Directions for this task: Update the material from the line with "For the evaluation set, locate the tree stump" to the line with "x=515 y=378" by swapping "wrought iron arch" for "cast iron arch", and give those lines back with nothing else changed.

Location labeling records:
──────────────────────────────

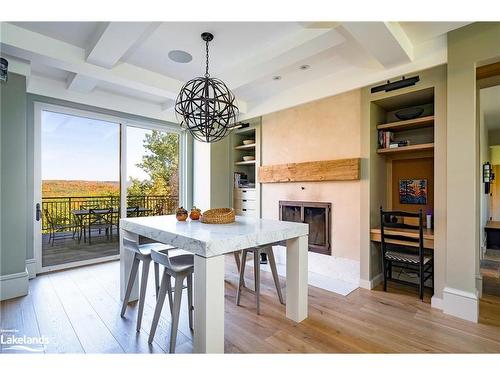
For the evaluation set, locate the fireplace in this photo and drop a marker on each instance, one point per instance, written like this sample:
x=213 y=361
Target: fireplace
x=317 y=215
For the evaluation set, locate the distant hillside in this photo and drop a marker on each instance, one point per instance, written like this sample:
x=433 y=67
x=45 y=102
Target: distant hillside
x=65 y=188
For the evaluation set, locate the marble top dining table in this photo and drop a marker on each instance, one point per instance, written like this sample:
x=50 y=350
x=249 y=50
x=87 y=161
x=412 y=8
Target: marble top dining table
x=209 y=243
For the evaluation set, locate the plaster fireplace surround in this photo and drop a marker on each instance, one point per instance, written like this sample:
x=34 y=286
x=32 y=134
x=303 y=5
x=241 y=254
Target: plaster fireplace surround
x=326 y=129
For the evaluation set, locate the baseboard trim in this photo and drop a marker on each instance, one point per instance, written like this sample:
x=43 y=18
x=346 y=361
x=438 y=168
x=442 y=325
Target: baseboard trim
x=14 y=285
x=436 y=303
x=370 y=284
x=462 y=304
x=31 y=268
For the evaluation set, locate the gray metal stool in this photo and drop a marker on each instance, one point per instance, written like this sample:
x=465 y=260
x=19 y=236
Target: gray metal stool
x=142 y=253
x=179 y=267
x=268 y=249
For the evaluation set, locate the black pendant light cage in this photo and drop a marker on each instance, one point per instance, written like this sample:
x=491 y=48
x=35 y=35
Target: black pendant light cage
x=206 y=107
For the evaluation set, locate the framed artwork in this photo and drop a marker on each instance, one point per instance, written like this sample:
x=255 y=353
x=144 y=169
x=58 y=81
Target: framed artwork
x=413 y=191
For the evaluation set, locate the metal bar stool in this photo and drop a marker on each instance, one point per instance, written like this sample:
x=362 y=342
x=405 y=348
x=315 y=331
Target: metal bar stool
x=142 y=253
x=179 y=267
x=267 y=249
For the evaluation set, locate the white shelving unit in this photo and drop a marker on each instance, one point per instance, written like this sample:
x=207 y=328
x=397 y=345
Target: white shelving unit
x=246 y=200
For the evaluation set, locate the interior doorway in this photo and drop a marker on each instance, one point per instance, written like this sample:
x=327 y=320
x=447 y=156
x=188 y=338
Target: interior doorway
x=489 y=155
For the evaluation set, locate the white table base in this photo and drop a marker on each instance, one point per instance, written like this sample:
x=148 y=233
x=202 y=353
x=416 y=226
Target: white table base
x=209 y=304
x=126 y=259
x=209 y=291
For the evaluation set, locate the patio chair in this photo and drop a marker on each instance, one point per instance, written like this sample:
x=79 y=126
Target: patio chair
x=100 y=219
x=55 y=228
x=159 y=209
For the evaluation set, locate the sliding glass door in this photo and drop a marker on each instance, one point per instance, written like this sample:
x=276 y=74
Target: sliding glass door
x=84 y=163
x=80 y=184
x=152 y=171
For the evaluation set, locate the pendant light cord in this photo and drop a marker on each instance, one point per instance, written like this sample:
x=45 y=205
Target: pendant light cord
x=206 y=70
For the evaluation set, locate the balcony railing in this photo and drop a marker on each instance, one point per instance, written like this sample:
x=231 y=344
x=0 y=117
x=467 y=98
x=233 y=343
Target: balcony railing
x=60 y=208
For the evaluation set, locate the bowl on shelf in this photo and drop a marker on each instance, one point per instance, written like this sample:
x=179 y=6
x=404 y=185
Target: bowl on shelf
x=409 y=113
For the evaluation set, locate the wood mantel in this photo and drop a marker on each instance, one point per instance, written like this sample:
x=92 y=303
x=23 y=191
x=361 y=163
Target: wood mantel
x=324 y=170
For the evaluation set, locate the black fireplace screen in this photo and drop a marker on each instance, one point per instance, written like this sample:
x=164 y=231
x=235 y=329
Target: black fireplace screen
x=317 y=215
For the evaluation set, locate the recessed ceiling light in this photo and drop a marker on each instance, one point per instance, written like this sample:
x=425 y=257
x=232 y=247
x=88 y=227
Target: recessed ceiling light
x=180 y=56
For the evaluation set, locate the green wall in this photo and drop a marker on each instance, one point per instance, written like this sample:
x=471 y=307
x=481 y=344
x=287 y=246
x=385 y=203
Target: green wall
x=13 y=175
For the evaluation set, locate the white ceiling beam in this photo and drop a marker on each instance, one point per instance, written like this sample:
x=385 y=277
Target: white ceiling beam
x=98 y=98
x=167 y=105
x=385 y=41
x=110 y=42
x=114 y=41
x=32 y=46
x=81 y=83
x=307 y=43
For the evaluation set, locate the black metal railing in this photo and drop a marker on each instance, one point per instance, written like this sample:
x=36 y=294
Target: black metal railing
x=61 y=209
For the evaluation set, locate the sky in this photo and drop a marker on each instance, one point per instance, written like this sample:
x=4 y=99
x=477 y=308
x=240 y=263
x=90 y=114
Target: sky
x=79 y=148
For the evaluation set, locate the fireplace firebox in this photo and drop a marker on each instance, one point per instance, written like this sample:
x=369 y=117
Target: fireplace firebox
x=317 y=215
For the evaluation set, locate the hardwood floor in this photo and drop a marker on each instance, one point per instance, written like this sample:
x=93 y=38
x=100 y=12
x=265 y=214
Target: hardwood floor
x=78 y=311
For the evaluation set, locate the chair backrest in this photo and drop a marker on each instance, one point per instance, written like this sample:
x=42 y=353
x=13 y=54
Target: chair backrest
x=161 y=258
x=48 y=216
x=101 y=216
x=89 y=206
x=131 y=246
x=408 y=236
x=159 y=209
x=133 y=211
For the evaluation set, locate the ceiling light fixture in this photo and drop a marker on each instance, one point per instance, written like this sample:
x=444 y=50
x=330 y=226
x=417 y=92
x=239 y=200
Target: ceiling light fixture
x=206 y=106
x=180 y=56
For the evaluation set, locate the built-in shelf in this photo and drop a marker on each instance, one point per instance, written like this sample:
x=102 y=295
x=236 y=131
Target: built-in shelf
x=245 y=147
x=411 y=148
x=417 y=123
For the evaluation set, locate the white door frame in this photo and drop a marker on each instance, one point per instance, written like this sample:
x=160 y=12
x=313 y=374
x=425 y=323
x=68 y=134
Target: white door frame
x=123 y=124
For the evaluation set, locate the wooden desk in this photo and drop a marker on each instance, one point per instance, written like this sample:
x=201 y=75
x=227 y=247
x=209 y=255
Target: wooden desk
x=375 y=236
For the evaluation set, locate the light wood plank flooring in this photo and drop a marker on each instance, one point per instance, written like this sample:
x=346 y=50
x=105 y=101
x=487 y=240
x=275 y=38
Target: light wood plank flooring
x=78 y=310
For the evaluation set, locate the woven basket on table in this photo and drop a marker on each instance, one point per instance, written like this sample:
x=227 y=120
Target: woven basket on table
x=218 y=216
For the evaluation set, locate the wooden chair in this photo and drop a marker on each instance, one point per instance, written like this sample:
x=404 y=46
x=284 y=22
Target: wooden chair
x=405 y=251
x=257 y=251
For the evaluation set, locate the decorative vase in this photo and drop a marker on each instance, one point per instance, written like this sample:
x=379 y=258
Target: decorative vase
x=181 y=214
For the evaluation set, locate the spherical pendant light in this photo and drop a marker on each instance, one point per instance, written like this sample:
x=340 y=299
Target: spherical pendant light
x=205 y=106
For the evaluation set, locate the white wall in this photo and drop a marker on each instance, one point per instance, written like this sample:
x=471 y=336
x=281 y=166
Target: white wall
x=201 y=175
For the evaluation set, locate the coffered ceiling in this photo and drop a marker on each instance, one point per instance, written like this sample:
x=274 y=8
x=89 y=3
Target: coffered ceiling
x=125 y=65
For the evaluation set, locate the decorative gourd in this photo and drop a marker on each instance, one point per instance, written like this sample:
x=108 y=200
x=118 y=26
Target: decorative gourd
x=195 y=213
x=181 y=214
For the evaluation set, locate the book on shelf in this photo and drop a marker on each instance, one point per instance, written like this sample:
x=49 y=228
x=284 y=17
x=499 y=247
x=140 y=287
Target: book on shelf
x=397 y=144
x=385 y=138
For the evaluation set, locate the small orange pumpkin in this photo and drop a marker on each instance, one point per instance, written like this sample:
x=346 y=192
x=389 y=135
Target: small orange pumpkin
x=181 y=214
x=195 y=213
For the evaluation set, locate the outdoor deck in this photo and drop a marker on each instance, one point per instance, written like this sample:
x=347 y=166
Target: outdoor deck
x=67 y=212
x=68 y=250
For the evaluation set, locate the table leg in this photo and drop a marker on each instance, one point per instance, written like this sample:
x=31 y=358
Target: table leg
x=126 y=259
x=296 y=278
x=209 y=304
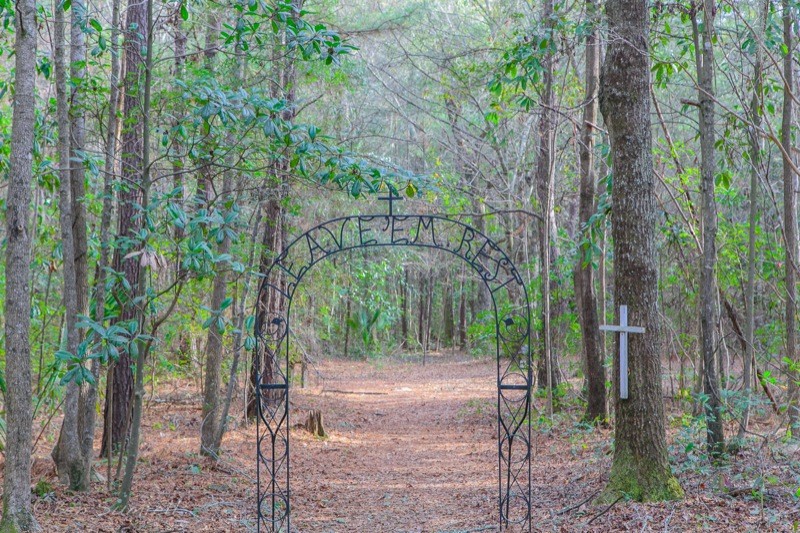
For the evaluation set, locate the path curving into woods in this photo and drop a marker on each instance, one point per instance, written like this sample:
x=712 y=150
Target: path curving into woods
x=410 y=448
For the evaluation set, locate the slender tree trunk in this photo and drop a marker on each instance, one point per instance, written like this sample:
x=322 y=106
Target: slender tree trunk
x=708 y=294
x=595 y=371
x=87 y=400
x=755 y=146
x=545 y=176
x=177 y=145
x=144 y=347
x=237 y=339
x=404 y=307
x=640 y=468
x=130 y=222
x=448 y=327
x=212 y=400
x=790 y=214
x=67 y=452
x=109 y=169
x=17 y=514
x=462 y=311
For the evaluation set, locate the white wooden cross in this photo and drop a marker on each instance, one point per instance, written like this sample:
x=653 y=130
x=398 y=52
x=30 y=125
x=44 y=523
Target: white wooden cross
x=623 y=330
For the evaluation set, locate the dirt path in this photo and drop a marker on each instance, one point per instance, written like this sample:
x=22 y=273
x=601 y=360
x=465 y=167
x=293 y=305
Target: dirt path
x=411 y=448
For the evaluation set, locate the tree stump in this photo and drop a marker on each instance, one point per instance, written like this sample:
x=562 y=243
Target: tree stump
x=314 y=423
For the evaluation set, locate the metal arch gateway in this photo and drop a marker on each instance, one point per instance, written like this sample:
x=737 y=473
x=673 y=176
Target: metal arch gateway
x=513 y=349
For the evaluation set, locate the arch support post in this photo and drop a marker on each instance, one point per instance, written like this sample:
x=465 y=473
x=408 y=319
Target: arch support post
x=511 y=312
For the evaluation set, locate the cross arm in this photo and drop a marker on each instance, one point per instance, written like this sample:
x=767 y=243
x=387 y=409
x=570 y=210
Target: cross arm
x=623 y=329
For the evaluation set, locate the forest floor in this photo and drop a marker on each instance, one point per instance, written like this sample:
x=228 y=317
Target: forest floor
x=411 y=448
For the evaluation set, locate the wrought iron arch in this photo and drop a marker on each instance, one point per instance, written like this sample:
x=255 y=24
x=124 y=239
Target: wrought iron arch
x=513 y=348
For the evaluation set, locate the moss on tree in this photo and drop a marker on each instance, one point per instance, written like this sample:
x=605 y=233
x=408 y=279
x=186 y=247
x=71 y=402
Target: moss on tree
x=639 y=480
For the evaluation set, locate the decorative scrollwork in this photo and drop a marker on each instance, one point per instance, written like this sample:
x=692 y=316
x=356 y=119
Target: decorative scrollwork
x=515 y=378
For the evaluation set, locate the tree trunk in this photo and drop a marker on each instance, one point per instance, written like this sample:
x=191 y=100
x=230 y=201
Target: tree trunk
x=462 y=311
x=790 y=214
x=108 y=206
x=87 y=400
x=67 y=452
x=755 y=146
x=547 y=374
x=404 y=316
x=212 y=421
x=590 y=328
x=640 y=468
x=143 y=347
x=129 y=220
x=177 y=145
x=448 y=327
x=17 y=514
x=708 y=294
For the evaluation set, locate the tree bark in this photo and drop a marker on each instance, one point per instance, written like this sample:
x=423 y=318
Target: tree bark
x=755 y=146
x=404 y=308
x=462 y=311
x=109 y=171
x=715 y=437
x=17 y=514
x=547 y=375
x=67 y=452
x=640 y=468
x=790 y=216
x=131 y=196
x=590 y=328
x=212 y=399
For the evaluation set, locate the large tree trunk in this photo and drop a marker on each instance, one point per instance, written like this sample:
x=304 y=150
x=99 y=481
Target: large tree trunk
x=130 y=197
x=640 y=468
x=595 y=371
x=67 y=452
x=790 y=213
x=708 y=294
x=17 y=515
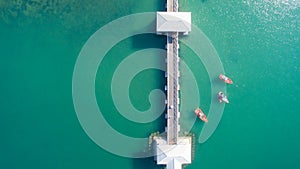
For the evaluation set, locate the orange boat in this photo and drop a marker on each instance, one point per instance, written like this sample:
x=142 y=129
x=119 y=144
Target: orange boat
x=225 y=79
x=201 y=115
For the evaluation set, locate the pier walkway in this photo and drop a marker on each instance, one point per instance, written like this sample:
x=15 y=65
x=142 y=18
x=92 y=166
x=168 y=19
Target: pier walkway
x=172 y=150
x=173 y=113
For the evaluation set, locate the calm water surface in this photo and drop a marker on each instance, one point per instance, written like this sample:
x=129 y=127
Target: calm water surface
x=258 y=44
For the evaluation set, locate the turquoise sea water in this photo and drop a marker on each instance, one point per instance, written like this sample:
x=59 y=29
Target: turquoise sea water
x=257 y=42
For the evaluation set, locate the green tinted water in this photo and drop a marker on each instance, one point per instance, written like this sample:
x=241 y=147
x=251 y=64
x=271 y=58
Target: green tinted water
x=257 y=41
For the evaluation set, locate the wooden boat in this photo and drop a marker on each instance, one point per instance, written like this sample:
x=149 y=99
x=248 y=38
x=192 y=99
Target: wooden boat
x=201 y=115
x=222 y=97
x=225 y=79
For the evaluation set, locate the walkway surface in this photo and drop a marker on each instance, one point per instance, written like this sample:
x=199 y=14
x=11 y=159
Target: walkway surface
x=172 y=80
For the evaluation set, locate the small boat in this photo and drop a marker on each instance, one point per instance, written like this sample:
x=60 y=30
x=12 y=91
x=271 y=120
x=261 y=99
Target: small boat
x=225 y=79
x=201 y=115
x=222 y=97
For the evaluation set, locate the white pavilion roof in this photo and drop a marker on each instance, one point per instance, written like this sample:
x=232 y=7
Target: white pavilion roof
x=173 y=21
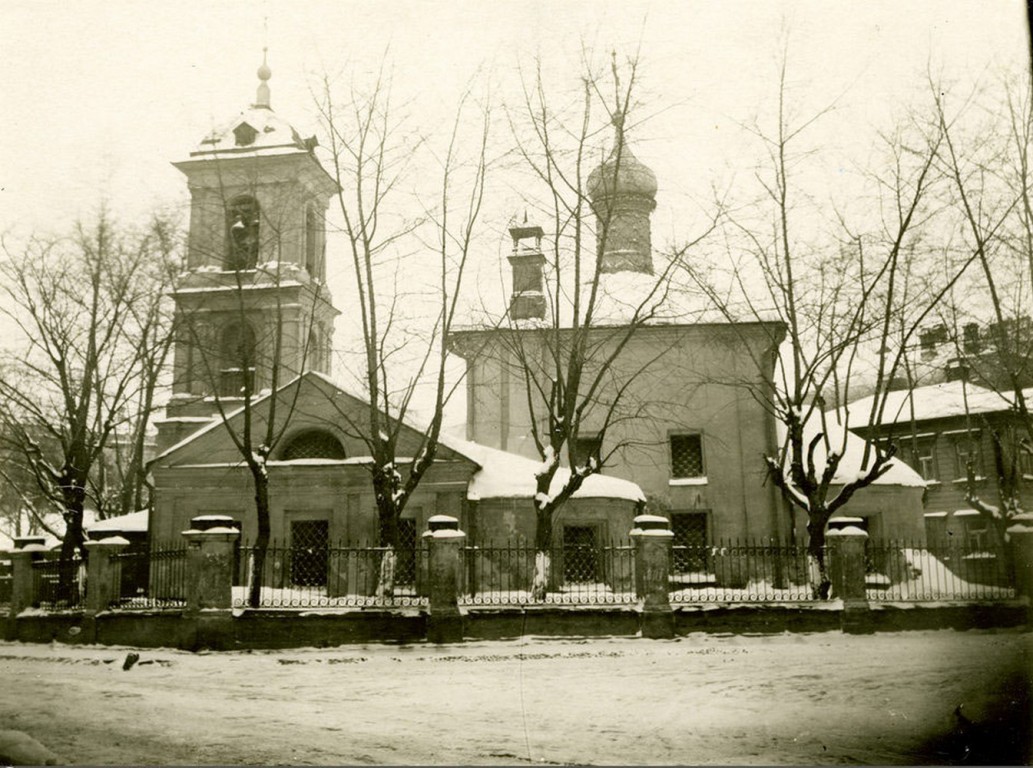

──────────────────────────────

Problem solution:
For the evaluation set, locate the tree stump in this photo and drop a marker on each instance, one point per instance, written like this sample:
x=562 y=243
Target: tree stump
x=314 y=423
For the evaluation set, locate the metal arch gateway in this photo and drop a marker on each instance, one point per instance, written like this sample:
x=737 y=473
x=673 y=176
Target: metal arch gateway
x=513 y=349
For the evaluation set, locate the arch support post in this photo and drop a marker on each instance, one point per instance, written like this sample:
x=465 y=473
x=408 y=319
Target: arch support post
x=511 y=312
For the evaluation set, locate the cross arm in this photo and drop a marker on each instance, one point per instance, written like this sample:
x=767 y=243
x=387 y=409
x=570 y=210
Target: cross arm
x=623 y=329
For the evaluation set, locate the forest floor in this photo and drop a marker on each instance, one point per instance, written like this sample:
x=228 y=317
Target: forest floor
x=411 y=448
For the evaluation set, locate the cast iron arch in this photo and drop a marker on each instance, one point per instance, written like this sample:
x=255 y=24
x=124 y=239
Target: cast iron arch
x=513 y=348
For the evaluation set, locate the moss on tree in this photo and drop a marker on each instance, one point per instance, written like this sample:
x=605 y=233
x=408 y=279
x=186 y=247
x=71 y=402
Target: moss on tree
x=639 y=480
For the evaluation set, locate the decorative scrollwork in this photo and drop a marker on each instance, one point per instance, written like this sample:
x=692 y=316
x=356 y=119
Target: decorative scrollwork
x=515 y=378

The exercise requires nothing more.